## Required actions
1. Answer these questions using the passage on Gypsum and the Sherman Act, one answer per line, marked (a), (b) and (c) to match.
(a) Which lower court case is cited as being at odds with the proposed formulation?
(b) What level of awareness does the passage ask the reader to accept, following Gypsum's holding?
(c) What would the proposed formulation assure about federal antitrust prosecutions?
2. Summarize the passage on Gypsum and the Sherman Act in two sentences.
3. Write a continuation of the passage on Gypsum and the Sherman Act, starting after its last sentence.

## Extracted text
## Begin

Supreme Court developments since 1985 may have cast doubt on the soundness of Gypsum's interpretation of the Sherman Act. (For the moment, put aside the mental state debate about knowledge versus recklessness and accept Gypsum's holding that knowledge is the right level of awareness.) On the matter of Gypsum's third holding, a better formulation would require the government to prove that the defendant in a price fixing case (1) agreed with a competitor (2) about price (3) knowing that this conduct was illegal or wrongful. This formulation goes beyond Gypsum and is at odds with some lower court case law (see, e.g., United States v. W.F. Brinkley & Son Construction Co., 783 F.2d 1157, 1162 (4th Cir. 1986)), but it would accord with the thrust of the Supreme Court's general criminal interpretive jurisprudence since 1985. It would assure that federal antitrust prosecutions can imprison only people who are morally culpable.

## End

Raw records:
## Begin

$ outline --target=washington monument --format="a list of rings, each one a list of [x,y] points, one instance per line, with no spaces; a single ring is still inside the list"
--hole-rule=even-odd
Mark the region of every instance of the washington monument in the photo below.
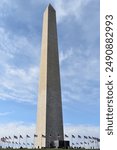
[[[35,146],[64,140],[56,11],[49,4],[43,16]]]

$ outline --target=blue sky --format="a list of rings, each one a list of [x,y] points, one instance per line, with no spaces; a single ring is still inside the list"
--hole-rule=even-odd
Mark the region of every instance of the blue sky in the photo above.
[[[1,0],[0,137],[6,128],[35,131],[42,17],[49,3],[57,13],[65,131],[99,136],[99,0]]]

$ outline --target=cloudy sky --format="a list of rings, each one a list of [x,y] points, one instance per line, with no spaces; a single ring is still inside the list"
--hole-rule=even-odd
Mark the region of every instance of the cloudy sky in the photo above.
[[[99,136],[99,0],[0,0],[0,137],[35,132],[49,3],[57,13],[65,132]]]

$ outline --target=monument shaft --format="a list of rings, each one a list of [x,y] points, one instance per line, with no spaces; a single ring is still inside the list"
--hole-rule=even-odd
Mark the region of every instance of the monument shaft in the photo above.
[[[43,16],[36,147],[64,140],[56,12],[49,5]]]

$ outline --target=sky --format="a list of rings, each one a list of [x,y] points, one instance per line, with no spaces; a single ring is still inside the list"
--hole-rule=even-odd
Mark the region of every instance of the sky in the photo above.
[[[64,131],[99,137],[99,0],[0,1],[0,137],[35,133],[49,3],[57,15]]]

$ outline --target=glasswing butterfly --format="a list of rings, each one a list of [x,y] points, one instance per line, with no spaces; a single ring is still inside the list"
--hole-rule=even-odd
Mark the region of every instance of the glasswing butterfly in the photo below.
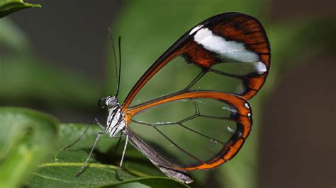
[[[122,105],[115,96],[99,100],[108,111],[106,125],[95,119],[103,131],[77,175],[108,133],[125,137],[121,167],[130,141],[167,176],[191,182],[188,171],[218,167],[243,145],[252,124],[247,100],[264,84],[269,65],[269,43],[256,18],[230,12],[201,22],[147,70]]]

## End
## Begin

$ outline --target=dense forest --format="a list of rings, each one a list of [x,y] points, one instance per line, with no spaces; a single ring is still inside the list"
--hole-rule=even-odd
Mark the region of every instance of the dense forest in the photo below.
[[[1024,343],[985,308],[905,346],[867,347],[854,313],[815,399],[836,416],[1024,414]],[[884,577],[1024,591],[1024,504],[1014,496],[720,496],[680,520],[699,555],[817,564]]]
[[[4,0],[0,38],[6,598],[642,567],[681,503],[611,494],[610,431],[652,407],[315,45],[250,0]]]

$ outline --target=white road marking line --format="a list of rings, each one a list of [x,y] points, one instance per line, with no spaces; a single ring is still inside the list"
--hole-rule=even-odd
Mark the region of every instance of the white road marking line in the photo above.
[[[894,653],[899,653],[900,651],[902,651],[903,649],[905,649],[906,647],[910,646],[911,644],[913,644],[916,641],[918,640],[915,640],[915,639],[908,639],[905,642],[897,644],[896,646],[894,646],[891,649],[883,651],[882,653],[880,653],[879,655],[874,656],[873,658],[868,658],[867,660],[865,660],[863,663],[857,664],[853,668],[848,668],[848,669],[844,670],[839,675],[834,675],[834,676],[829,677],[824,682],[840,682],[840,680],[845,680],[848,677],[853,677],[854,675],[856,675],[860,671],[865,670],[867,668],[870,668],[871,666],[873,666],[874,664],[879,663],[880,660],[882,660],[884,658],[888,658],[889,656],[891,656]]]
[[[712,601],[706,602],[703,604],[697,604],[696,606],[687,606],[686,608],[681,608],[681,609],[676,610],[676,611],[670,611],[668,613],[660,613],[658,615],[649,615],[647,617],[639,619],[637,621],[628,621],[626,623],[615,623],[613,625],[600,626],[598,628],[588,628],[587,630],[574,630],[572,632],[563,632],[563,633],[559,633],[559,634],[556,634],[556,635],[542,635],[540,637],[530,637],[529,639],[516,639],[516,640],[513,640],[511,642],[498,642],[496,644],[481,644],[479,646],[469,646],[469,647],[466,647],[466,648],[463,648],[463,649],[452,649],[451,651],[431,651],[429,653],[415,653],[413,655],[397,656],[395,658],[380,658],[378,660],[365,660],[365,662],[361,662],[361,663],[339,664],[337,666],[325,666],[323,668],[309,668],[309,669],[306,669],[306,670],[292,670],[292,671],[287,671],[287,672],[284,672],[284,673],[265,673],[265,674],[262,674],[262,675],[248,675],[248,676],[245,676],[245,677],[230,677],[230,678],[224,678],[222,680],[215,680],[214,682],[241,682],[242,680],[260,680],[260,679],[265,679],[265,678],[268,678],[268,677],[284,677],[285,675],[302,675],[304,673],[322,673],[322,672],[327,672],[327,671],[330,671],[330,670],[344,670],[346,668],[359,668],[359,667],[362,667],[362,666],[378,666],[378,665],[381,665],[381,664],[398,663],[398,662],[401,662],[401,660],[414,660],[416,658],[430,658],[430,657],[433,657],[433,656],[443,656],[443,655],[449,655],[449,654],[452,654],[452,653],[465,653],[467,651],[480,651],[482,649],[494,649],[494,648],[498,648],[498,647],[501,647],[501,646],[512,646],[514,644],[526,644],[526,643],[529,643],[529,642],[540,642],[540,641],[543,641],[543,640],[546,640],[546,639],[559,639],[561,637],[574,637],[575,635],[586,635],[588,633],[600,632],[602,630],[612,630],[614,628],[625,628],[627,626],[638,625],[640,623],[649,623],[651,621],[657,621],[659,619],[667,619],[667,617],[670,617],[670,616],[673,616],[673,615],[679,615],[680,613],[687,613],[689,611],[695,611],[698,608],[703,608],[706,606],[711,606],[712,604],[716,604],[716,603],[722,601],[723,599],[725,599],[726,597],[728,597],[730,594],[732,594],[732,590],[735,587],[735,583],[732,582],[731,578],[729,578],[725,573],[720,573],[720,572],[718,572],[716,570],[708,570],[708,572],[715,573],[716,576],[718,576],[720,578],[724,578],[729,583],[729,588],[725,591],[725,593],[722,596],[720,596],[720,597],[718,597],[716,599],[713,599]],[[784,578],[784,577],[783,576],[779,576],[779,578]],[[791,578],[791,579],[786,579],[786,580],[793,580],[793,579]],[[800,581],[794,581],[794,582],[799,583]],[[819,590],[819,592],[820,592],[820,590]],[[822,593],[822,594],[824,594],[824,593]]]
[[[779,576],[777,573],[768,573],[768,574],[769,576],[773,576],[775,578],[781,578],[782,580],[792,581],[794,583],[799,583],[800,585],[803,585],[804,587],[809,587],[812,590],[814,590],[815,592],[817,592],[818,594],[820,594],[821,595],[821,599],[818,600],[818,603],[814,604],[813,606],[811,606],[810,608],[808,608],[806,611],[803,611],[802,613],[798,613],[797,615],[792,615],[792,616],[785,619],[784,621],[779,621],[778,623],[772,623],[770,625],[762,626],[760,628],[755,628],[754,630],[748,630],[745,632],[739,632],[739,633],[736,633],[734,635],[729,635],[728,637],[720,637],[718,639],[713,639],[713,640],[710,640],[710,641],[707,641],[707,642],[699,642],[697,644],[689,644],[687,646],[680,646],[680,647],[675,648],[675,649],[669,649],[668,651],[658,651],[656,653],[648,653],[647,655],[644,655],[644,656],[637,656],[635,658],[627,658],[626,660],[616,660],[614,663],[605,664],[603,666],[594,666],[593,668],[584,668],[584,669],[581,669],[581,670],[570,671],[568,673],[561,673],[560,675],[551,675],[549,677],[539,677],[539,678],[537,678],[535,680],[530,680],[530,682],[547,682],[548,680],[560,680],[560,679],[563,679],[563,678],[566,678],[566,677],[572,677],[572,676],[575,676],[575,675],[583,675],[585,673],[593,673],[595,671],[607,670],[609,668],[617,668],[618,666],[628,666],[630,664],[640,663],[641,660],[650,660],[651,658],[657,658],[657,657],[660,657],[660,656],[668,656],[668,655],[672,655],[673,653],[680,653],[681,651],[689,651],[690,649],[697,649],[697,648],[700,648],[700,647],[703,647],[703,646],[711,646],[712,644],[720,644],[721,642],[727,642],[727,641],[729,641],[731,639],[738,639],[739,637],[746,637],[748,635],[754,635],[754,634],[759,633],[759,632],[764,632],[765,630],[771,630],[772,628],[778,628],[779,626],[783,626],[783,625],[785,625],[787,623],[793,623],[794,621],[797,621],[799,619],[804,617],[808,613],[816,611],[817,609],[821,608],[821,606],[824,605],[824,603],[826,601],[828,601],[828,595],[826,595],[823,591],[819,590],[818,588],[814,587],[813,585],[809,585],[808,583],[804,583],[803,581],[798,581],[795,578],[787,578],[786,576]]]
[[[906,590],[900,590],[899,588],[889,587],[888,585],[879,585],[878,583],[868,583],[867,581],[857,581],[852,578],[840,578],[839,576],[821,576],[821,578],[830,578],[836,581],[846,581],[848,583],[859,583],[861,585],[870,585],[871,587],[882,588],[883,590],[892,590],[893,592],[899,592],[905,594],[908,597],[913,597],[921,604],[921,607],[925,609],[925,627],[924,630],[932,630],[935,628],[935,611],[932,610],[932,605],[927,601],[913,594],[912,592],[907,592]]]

## End

## Written answers
1.
(a) United States v. W.F. Brinkley & Son Construction Co., 783 F.2d 1157, 1162 (4th Cir. 1986).
(b) Knowledge.
(c) It would assure that they can imprison only people who are morally culpable.

2. Supreme Court developments since 1985 may have cast doubt on Gypsum's interpretation of the Sherman Act, and a better version of its third holding would require the government to prove that a price-fixing defendant agreed with a competitor about price while knowing this conduct was illegal or wrongful. Although this goes beyond Gypsum and conflicts with some lower court case law, it would fit the Supreme Court's criminal interpretive jurisprudence since 1985 and ensure that antitrust prosecutions imprison only the morally culpable.

3.
One might hope that the Department of Justice would adopt this formulation as a matter of self-restraint, and would propose it in the jury instructions the Antitrust Division offers to district courts in criminal cartel cases. Should the Antitrust Division decline this measured self-restraint, it will open itself to challenges from defense counsel seeking jury instructions that require proof that defendants knew their conduct was illegal or wrongful. There are two risks for the government in this course. The first is that the district court may agree with the government but that an appellate court may not. The government then would face the need for a costly retrial of a case, and the passage of time never improves a case-in-chief. The second risk is that the appellate court may formulate jury instructions differently than would the government, and these instructions then would be chiseled in appellate stone. Self-imposed matters of discretion retain more flexibility than do judicial dictates. Arguments of tactical prudence as well as of principle thus support the case for prosecutorial self-restraint in antitrust cases.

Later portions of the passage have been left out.